• [WORK TO COMPLETE]: Report each line of the records where "utility" occurs.

----- SOURCE MATERIAL

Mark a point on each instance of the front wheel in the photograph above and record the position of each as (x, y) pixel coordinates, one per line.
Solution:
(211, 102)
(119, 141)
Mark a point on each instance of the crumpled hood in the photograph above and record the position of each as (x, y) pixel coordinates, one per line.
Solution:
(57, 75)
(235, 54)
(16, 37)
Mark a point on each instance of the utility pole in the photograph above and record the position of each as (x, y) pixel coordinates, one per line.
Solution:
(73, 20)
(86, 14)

----------
----- SOURCE MATERIAL

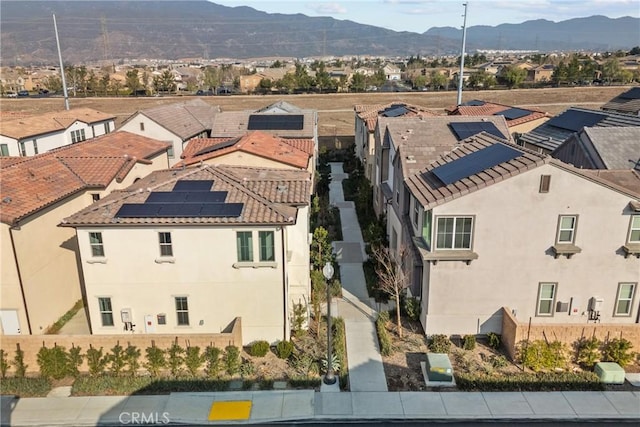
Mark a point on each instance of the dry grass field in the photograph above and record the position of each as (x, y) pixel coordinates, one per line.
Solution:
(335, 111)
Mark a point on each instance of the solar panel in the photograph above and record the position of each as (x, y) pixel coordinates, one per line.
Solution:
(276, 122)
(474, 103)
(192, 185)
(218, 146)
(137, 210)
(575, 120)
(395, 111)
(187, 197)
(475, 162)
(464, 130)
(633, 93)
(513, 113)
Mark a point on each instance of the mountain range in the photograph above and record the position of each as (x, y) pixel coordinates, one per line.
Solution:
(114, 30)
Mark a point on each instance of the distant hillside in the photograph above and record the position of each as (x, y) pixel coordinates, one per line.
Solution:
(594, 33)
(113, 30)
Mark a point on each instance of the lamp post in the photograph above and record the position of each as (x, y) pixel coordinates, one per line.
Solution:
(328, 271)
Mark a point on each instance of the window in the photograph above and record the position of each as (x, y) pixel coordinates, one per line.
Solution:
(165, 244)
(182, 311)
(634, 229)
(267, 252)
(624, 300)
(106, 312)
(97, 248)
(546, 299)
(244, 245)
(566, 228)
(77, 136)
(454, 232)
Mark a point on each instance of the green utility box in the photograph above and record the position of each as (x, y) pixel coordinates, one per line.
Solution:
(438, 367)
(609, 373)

----------
----- SOURCE MATERIAL

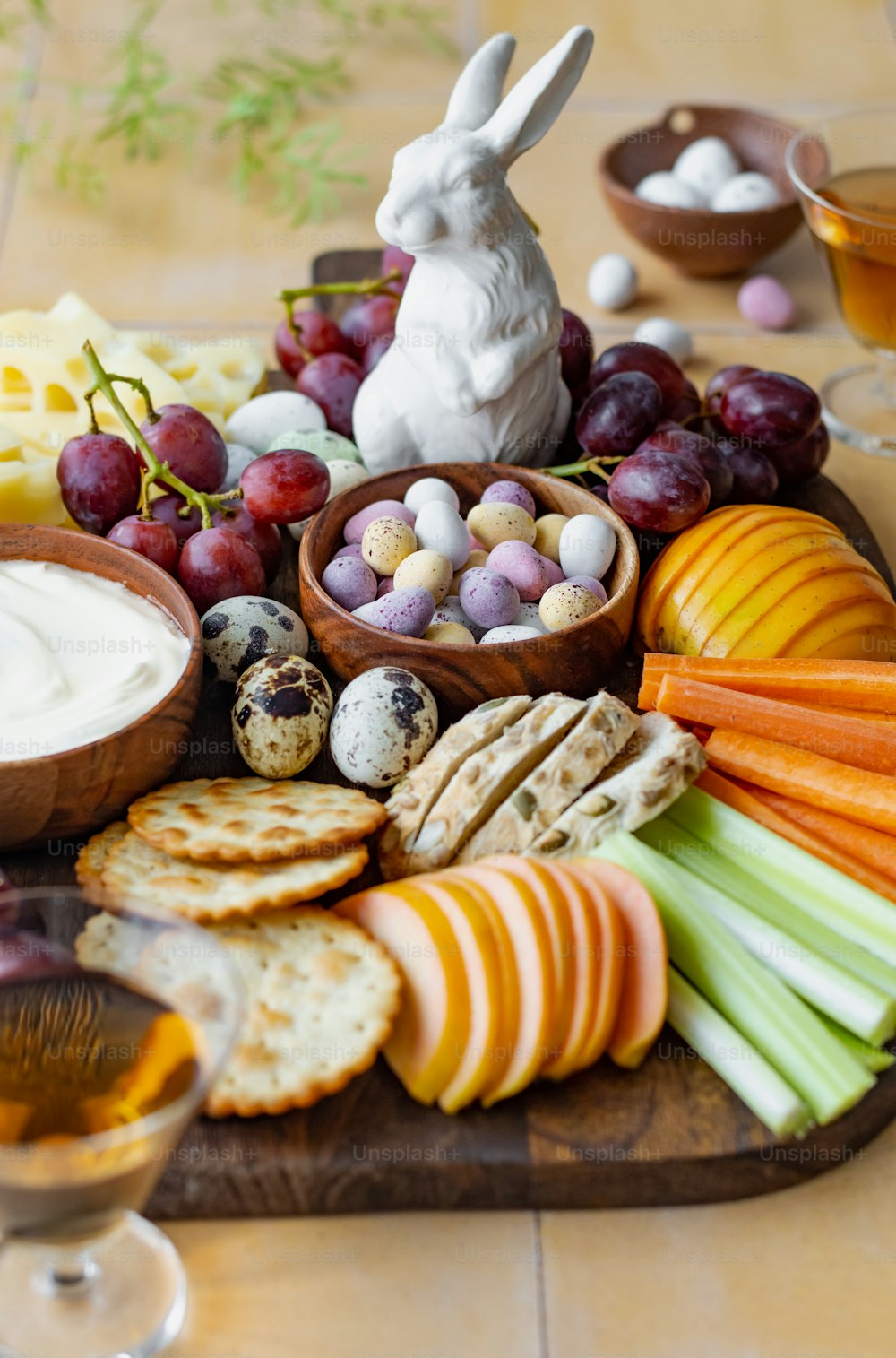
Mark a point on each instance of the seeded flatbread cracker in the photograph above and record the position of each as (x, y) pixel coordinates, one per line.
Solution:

----------

• [TASK RESULT]:
Mark a point on each instance of the utility pole in the photograph above and record the position of each as (x, y) pixel coordinates, one per line.
Mark a point on each instance of the green utility box in the photograph above and record the position of each as (x, y) pixel coordinates, one per line.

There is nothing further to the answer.